Stored records:
▼▼▼
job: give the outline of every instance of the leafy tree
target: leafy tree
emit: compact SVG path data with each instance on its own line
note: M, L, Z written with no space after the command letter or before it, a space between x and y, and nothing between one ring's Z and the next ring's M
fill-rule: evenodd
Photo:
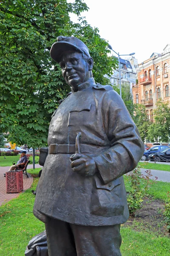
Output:
M144 142L146 139L151 122L147 119L146 107L142 104L134 104L134 114L132 116L137 127L141 139Z
M119 85L112 85L113 89L120 94L120 88ZM130 85L127 83L122 84L122 97L130 116L133 118L134 106L133 104L132 95L130 92Z
M73 24L69 16L88 9L81 0L0 1L0 129L9 132L12 142L45 145L51 114L70 91L50 56L58 36L82 39L94 59L96 81L108 83L104 75L116 64L108 56L108 43L83 18Z
M4 146L5 140L3 133L0 134L0 148L3 148Z
M150 126L147 138L151 141L168 142L170 137L170 108L168 102L161 99L153 111L154 122Z

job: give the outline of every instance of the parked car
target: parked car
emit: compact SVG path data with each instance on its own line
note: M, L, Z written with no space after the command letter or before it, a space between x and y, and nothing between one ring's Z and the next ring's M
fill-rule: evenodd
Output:
M152 154L153 153L157 152L161 152L164 150L166 148L169 148L167 146L155 146L151 148L150 148L145 152L144 152L143 156L141 158L141 160L146 161L149 160L149 156Z
M11 149L9 149L9 148L0 148L0 151L11 151Z
M17 149L16 148L15 148L14 149L14 150L17 150L17 151L19 151L20 153L22 153L22 152L24 152L24 153L26 153L27 152L27 151L26 150L26 149L22 149L21 148L20 148L20 147L17 147Z
M154 147L154 146L160 146L162 145L162 143L159 143L159 142L154 142L152 145L152 147Z
M158 152L152 154L149 156L149 159L150 161L157 162L170 162L170 148L169 147L162 152Z
M149 147L149 146L148 146L147 145L144 145L144 151L147 151L147 150L149 149L150 148L150 147Z

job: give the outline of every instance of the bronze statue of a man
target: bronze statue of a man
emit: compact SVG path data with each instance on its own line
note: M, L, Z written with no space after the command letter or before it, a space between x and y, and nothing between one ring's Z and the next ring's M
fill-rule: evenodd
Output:
M71 93L52 116L34 214L45 223L49 256L120 256L129 216L122 175L144 145L119 96L96 84L82 41L58 37L51 55Z

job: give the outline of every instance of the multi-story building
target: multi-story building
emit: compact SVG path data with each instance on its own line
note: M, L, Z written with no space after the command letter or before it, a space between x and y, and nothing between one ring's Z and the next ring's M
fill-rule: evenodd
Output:
M138 84L133 85L134 103L146 106L148 119L153 121L153 110L158 99L170 102L170 44L162 53L153 52L136 69Z
M136 68L138 66L138 61L133 57L130 59L120 59L120 75L121 84L128 84L132 93L133 86L136 83ZM118 67L114 70L113 74L109 78L111 84L119 86L119 69Z

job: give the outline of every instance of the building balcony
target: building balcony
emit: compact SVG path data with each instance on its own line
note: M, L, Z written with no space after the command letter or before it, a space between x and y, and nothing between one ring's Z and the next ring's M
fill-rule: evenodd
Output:
M143 77L140 79L140 83L142 84L147 84L152 83L152 79L151 77Z
M152 106L153 105L153 99L151 98L148 98L145 99L142 99L141 104L143 104L145 106Z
▲▲▲
What you should do: Reproduce the lines from the one containing "job: give the outline of every instance of the bronze" through the end of the listing, inclusive, with "instance" changed to "occurrence" and nothing else altered.

Exercise response:
job: give the outline of every occurrence of the bronze statue of a man
target: bronze statue of a man
emit: compact SVG path data with each occurrence on its own line
note: M, L, Z written with no space after the command letter or before it, a space between x and y, and nothing between one ring's Z and the next ring's M
fill-rule: evenodd
Output:
M71 93L52 116L34 214L45 223L49 256L120 256L129 216L122 175L144 145L119 96L96 84L82 41L58 37L51 55Z

job: give the outline of every occurrence of the multi-story building
target: multi-story building
emit: compact SVG path data with each occurrence on its own line
note: M, L, Z written with no space after the command letter or before it, a space between x and y, and nothing between one ring's Z and the next ring's M
fill-rule: evenodd
Output:
M138 84L133 85L134 103L146 106L148 119L153 121L153 110L158 99L170 102L170 44L162 53L153 52L136 69Z
M136 68L138 66L138 61L133 57L130 59L120 59L120 75L121 84L128 84L132 93L133 86L136 83ZM118 67L114 70L113 74L109 78L111 84L119 86L119 69Z

job: give the outline of every occurrence of the building balcony
target: building balcony
emit: compact SVG path data with each occurrence on its own line
note: M, L, Z written with no space after the command letter or before it, a space between x and y, and nothing between one ring's Z and the next ring's M
fill-rule: evenodd
Output:
M143 77L140 79L140 83L142 84L147 84L152 83L152 79L151 77Z
M152 106L153 105L153 99L151 98L148 98L145 99L142 99L141 104L143 104L145 106Z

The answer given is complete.